Document excerpt →
************

Oh, I see - I thought its operation was like the LCT module, based on clicks. I can see how holding it would drain the battery. Thank you for the response.
Does anyone know if the Vortex here still has a groupbuy code that can be used for the module?


----------



## theothereos (Oct 9, 2006)

*Re: (solarflare)*

Installed my module this past weekend. How the heck did I go 1.5 years without it?







So awesome, just touch lever once for roof operation and I have option to control roof with remote. Not to mention you can reverse the roof lever action (always seemed backwords to me), set the windows for up or down when roof action is completed... I would rave more, but I need to get back to my day job.
-dawn


----------



## ashbinder (Nov 27, 2006)

*Re: (theothereos)*

Calling on those that have it installed - do any of you an Eos with the half MFD??? I'm trying to confirm that the module can be configured properly without the full MFD and I haven't been able to get a fully satisfactory answer. 
I cannot return it once I get it, which is why I want to be sure.


----------



## liquid stereo (Feb 26, 2003)

*Avoiding this thing*

The only thing I would like is one touch up/down on the all-windows switch.
The top up/down operation is perfect for me. I would not want to have the option of doing it another way. I know I would screw something up by not paying attention to how close I am or whatever.

************

Dataset rows
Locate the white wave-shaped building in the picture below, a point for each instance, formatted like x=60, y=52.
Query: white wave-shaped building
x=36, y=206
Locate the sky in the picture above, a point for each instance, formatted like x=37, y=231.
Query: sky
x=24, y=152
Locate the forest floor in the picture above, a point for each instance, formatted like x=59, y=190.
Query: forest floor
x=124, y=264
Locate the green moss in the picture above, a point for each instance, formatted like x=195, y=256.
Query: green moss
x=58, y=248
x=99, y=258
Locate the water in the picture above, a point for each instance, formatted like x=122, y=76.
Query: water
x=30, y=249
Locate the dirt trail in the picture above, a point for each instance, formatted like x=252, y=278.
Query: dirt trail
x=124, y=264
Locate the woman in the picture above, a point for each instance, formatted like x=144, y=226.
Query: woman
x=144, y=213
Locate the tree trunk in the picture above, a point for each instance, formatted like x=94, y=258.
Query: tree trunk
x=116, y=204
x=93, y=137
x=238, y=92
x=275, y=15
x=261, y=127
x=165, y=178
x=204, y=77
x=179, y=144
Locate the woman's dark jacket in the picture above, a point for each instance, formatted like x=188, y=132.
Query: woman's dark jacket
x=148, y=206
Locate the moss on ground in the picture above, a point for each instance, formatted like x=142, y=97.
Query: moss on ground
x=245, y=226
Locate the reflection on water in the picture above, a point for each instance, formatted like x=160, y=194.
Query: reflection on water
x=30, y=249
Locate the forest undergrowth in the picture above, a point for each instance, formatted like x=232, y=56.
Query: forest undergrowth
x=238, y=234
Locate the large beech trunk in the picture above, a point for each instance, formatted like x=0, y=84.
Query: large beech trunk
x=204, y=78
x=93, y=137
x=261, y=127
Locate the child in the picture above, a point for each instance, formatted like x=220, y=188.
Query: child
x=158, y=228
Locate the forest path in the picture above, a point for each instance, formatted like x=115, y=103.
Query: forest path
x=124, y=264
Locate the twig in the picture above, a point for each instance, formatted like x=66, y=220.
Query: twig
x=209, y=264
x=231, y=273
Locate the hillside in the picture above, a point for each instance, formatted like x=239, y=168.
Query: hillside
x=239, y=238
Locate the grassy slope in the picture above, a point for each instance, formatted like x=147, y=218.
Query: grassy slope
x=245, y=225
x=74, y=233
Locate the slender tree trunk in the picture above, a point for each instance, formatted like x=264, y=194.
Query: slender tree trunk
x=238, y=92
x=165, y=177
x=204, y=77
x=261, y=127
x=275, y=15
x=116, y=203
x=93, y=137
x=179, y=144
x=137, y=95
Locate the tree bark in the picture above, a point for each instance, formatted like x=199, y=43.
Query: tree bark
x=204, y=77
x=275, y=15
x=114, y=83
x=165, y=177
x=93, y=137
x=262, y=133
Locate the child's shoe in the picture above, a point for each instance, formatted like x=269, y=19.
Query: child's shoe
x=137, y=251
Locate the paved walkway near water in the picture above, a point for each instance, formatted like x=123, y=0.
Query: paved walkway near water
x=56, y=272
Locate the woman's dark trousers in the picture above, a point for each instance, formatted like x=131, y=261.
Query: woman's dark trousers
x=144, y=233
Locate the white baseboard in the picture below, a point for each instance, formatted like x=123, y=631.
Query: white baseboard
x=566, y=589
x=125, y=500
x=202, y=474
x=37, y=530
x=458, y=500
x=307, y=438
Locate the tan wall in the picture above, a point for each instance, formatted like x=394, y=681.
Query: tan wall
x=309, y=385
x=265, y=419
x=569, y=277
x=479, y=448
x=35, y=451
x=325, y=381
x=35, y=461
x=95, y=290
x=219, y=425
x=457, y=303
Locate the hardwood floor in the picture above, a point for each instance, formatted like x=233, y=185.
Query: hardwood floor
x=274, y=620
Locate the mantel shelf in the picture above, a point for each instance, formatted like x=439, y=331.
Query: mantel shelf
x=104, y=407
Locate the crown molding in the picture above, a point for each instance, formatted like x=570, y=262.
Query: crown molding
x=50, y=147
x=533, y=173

************

Your tasks →
1) In the forum thread about the Eos roof module, which features of the module does theothereos's post list?
2) Extend the forum thread about the Eos roof module, picking up right after its last sentence.
This data comes from a separate source.

Exercise responses →
1)
- Touching the lever once for roof operation
- Controlling the roof with a remote
- Reversing the roof lever action
- Setting the windows to go up or down when the roof action is completed

2)
As for the sunroof, that controller is such a p.o.s., compared to the standard VW sunroof switch that its completely useless, reversed or not. Additionally I never use my sunroof (other than vented). Its too damned noisy and highway speeds.
Cheers!! http://****************.com/smile/emthup.gif


_Quote, originally posted by *theothereos* »_Installed my module this past weekend. How the heck did I go 1.5 years without it?







So awesome, just touch lever once for roof operation and I have option to control roof with remote. Not to mention you can reverse the roof lever action (always seemed backwords to me), set the windows for up or down when roof action is completed... I would rave more, but I need to get back to my day job.
-dawn


----------



## Robbo42 (Apr 25, 2005)

*Re: (theothereos)*

Has anyone ordered this SmartTOP from http://www.elitepro1.com?
They are listed on the mods4cars site as a partner, and they sell the smartTOP for $15 cheaper.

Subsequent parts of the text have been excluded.